(Beginning of ENTRIES SHOWN)

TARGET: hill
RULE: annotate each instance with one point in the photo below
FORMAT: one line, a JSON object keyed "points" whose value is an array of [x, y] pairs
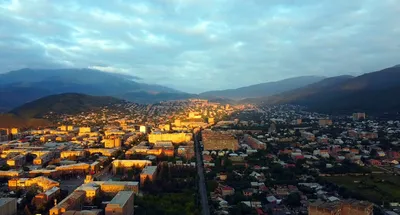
{"points": [[25, 85], [12, 121], [67, 103], [372, 93], [147, 97], [264, 89]]}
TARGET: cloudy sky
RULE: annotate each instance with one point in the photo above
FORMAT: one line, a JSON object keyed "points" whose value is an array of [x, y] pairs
{"points": [[197, 45]]}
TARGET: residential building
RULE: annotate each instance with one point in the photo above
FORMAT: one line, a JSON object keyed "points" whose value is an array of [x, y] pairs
{"points": [[121, 204]]}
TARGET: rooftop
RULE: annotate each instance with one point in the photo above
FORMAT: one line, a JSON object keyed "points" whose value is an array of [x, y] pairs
{"points": [[121, 198], [4, 201], [149, 170]]}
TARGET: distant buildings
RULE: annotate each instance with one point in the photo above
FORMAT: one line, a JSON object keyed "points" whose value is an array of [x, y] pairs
{"points": [[254, 143], [112, 142], [123, 164], [359, 116], [148, 172], [219, 140], [74, 201], [22, 183], [8, 206], [346, 207], [325, 122], [173, 137], [121, 204]]}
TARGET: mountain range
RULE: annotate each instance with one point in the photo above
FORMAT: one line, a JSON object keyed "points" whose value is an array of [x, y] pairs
{"points": [[263, 89], [373, 93], [25, 85]]}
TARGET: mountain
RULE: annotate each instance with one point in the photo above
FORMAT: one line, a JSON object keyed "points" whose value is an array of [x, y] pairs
{"points": [[264, 89], [67, 103], [147, 97], [12, 121], [373, 93], [25, 85]]}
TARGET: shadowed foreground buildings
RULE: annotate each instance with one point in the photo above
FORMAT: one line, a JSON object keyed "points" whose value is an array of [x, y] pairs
{"points": [[8, 206], [121, 204], [345, 207], [219, 140]]}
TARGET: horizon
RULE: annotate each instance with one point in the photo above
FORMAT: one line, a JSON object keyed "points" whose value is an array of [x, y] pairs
{"points": [[196, 46]]}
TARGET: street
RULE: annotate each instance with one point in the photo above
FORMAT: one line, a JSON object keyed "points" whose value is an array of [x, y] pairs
{"points": [[200, 171]]}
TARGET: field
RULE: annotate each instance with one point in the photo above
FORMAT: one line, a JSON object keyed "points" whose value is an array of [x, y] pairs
{"points": [[375, 188]]}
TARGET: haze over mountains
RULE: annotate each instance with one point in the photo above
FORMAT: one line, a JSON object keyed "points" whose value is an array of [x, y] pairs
{"points": [[372, 92], [264, 89], [25, 85]]}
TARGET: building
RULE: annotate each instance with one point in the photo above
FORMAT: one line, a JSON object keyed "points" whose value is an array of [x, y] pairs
{"points": [[143, 129], [48, 196], [254, 143], [74, 201], [83, 130], [113, 187], [72, 154], [42, 157], [148, 172], [129, 164], [346, 207], [121, 204], [17, 161], [43, 182], [8, 206], [112, 142], [325, 122], [172, 137], [163, 145], [219, 140], [10, 173], [103, 151], [359, 116]]}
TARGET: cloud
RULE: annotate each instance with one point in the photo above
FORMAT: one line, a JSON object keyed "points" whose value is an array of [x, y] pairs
{"points": [[195, 45]]}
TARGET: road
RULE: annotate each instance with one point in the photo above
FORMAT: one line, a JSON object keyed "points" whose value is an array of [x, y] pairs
{"points": [[202, 184]]}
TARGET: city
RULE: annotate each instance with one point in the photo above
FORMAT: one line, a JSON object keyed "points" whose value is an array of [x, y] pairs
{"points": [[199, 107], [200, 157]]}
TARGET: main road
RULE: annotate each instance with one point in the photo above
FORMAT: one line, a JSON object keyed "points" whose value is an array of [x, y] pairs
{"points": [[200, 171]]}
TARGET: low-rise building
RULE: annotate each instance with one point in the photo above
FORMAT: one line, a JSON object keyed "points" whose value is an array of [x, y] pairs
{"points": [[8, 206], [148, 172], [121, 204]]}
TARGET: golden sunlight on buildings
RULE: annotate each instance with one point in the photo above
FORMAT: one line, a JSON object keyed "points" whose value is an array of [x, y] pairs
{"points": [[173, 137], [129, 164], [43, 182]]}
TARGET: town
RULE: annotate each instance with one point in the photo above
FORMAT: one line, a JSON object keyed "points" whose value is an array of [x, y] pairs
{"points": [[201, 157]]}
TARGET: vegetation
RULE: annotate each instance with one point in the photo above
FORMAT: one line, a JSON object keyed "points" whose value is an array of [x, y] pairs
{"points": [[168, 204], [68, 103], [374, 188]]}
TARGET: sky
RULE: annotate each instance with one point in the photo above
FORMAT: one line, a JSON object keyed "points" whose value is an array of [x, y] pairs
{"points": [[200, 45]]}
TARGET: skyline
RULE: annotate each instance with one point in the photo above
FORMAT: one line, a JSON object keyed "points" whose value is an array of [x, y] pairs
{"points": [[194, 46]]}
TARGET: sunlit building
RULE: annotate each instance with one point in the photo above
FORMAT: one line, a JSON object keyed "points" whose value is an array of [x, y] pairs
{"points": [[148, 172], [121, 204], [173, 137]]}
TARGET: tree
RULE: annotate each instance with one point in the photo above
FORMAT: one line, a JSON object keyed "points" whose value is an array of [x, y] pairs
{"points": [[5, 167], [294, 199]]}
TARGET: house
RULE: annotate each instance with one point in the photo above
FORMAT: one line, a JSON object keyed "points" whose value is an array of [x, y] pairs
{"points": [[375, 162], [248, 192], [226, 190]]}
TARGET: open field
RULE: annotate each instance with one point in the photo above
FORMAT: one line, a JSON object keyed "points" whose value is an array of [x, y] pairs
{"points": [[375, 188]]}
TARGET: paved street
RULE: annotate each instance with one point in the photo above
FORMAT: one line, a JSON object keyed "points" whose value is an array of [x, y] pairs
{"points": [[202, 185]]}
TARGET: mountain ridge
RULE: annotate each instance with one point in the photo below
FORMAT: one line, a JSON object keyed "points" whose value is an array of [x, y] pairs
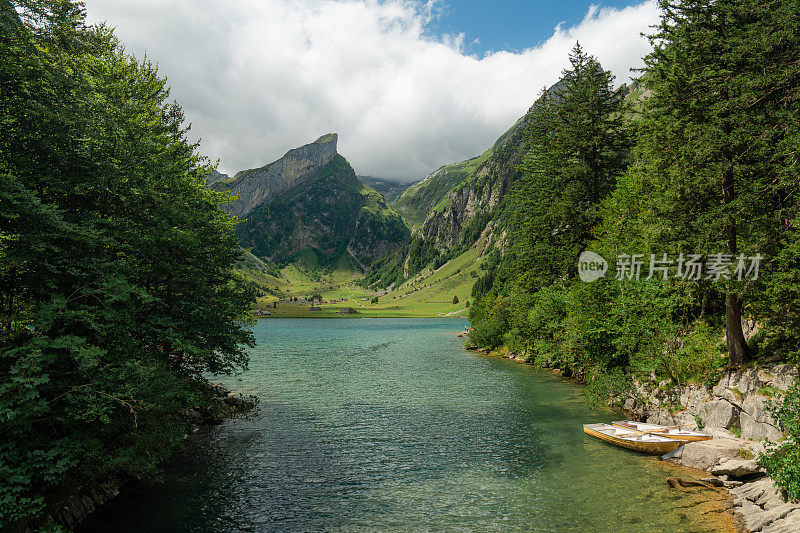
{"points": [[310, 201]]}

(End of ENTRIES SHOWN)

TASK STATEMENT: Please output all the records above exactly, leaving out every picture.

EXPECTED ANSWER:
TARGET: hill
RULE: annotate each instance with one point in the photo below
FORMAT: one line, a JSON object keyed "points" whose value is an array of [x, y] pairs
{"points": [[25, 85], [12, 121], [67, 103], [372, 93], [147, 97], [264, 89]]}
TARGET: cloudy sky
RULE: annotate each instance with one point in the photo above
FORMAT: one line, a JSON object keyed "points" whose value is an array of [x, y] pairs
{"points": [[197, 45]]}
TARGET: residential building
RULE: annotate each instance with one point in the photo above
FORMAT: one line, a JSON object keyed "points" whose value is an array of [x, y] pairs
{"points": [[121, 204]]}
TARGET: rooftop
RULE: annotate each instance with one point in the photo above
FORMAT: one line, a JSON object keyed "points" whose value is an array of [x, y] pairs
{"points": [[121, 198], [4, 201], [149, 170]]}
TARGET: distant buildings
RULE: annotate each instance with one point in the photo above
FORMAT: one line, a JSON object keyed "points" whose value is an array of [x, y] pairs
{"points": [[254, 143], [112, 142], [123, 164], [359, 116], [148, 172], [219, 140], [74, 201], [22, 183], [8, 206], [346, 207], [325, 122], [173, 137], [121, 204]]}
TARGET: mountain range
RULE: annotate each instance with one point in the photo above
FORMAT: one line, a JSON object keyed "points" whose value is an array of [x, y] pairs
{"points": [[263, 89], [373, 93], [25, 85]]}
TARGET: mountain
RULE: annotate each instance with one point in the photo above
FORMAT: one line, a JSON object keyed "points" whose value is an array of [x, y] pairs
{"points": [[264, 89], [67, 103], [147, 97], [12, 121], [373, 93], [25, 85]]}
TARGET: shadowed foreground buildings
RULE: annotate each instance with one point in the photo above
FORMAT: one line, a JSON object keyed "points" whose value is an array of [x, y] pairs
{"points": [[8, 206], [121, 204], [345, 207], [219, 140]]}
TARGET: horizon
RULE: annotate each instance with one point in the photo above
FORMAT: one line, a JSON object keyed "points" whose value is an array of [x, y] pairs
{"points": [[196, 46]]}
TARGET: street
RULE: annotate each instance with one point in the photo above
FORMAT: one line, a JSON object keyed "points" whose value is an array of [x, y] pairs
{"points": [[200, 171]]}
TARGET: field
RULE: annotate each instance with one point in the photo above
FORMAT: one line, a JSON object keyed "points" whose value is an array of [x, y] pairs
{"points": [[375, 188]]}
TARGET: haze over mountains
RULE: annotate each instance with one point in the photo above
FORMAT: one line, a JSON object keyed "points" whose value is an array of [x, y] pairs
{"points": [[372, 92], [264, 89], [25, 85]]}
TARGET: building
RULE: annotate each instance with one point in the photo above
FORMAT: one line, a JSON object keyed "points" whose value is an array of [x, y] pairs
{"points": [[143, 129], [48, 196], [254, 143], [74, 201], [83, 130], [113, 187], [72, 154], [42, 157], [148, 172], [129, 164], [346, 207], [121, 204], [17, 161], [43, 182], [8, 206], [112, 142], [325, 122], [172, 137], [163, 145], [219, 140], [10, 173], [103, 151], [359, 116]]}
TARGET: cloud
RULE: annotate each instance with one point in the photo above
FORMAT: one line, a JSON object keyed "points" whose value is an array of [x, y] pairs
{"points": [[195, 45]]}
TARGET: road
RULE: annotate each instance with one point in the photo above
FORMAT: one line, a JSON object keyed "points" whose value is an array of [x, y] pairs
{"points": [[202, 184]]}
TARGET: city
RULE: annotate each instance with one point in the photo above
FORMAT: one line, a JSON object keyed "points" whose value is an array of [x, y] pairs
{"points": [[199, 107], [200, 157]]}
TARGET: main road
RULE: annotate each instance with one point in the photo above
FORMAT: one line, a JSON object keyed "points" whose value is an array of [x, y] pairs
{"points": [[200, 171]]}
TARGET: low-rise building
RULE: annotate each instance with one point in the photo above
FORMAT: one line, a JSON object keyed "points" whose value is an array of [x, y] pairs
{"points": [[8, 206], [148, 172], [121, 204]]}
TARGET: golden sunlight on buildings
RULE: annotate each instance with one point in the photo above
FORMAT: one line, a JSON object keyed "points" whose value is an array of [x, y] pairs
{"points": [[173, 137], [129, 164], [43, 182]]}
TARGET: town
RULE: annotate each instance with one point in the photo above
FORMAT: one line, a JSON object keyed "points" whose value is an array of [x, y] pairs
{"points": [[201, 157]]}
TARGET: vegetation
RULE: annotate each instance with one point in the photo above
FORMAT: one line, a JSON object keyed "points" whose value is an array of [x, y] pairs
{"points": [[168, 204], [68, 103], [374, 188]]}
TARGET: sky
RULE: annotate each instance with one point in the photo above
FORMAT: one line, a JSON object keyed "points" whose value is an array of [x, y] pairs
{"points": [[200, 45]]}
TARGET: skyline
RULE: annotate each instance with one point in the photo above
FORMAT: one line, a JSON object keyed "points" whose value is an array of [x, y] pairs
{"points": [[194, 46]]}
TARGET: sunlit building
RULE: annotate each instance with one point in the photo above
FORMAT: one line, a JSON object keyed "points" whose value is an array of [x, y] pairs
{"points": [[148, 172], [121, 204], [173, 137]]}
TARGET: tree
RULE: annotate each instance with one point in the photo above
FORMAT: one line, a JSON object keyed "points" whose value is an array of [x, y] pairs
{"points": [[5, 167], [294, 199]]}
TARGET: house
RULE: annotate each instance with one point in the photo above
FORMAT: one line, a JSON object keyed "points" whose value is an array of [x, y] pairs
{"points": [[375, 162], [248, 192], [226, 190]]}
TARGET: open field
RULE: annotate each instance with one point in the photo above
FORMAT: one line, a JSON object keyed "points" whose value is an array of [x, y] pairs
{"points": [[375, 188]]}
TARGET: paved street
RULE: annotate each instance with one point in the photo above
FORMAT: one line, a JSON object keyed "points" whose value is an array of [x, y] pairs
{"points": [[202, 185]]}
TARGET: mountain ridge
RULE: annotate each instance with one point in the photo below
FORMAT: one line, a JSON object keyed "points" whose value is an array of [x, y] pairs
{"points": [[310, 201]]}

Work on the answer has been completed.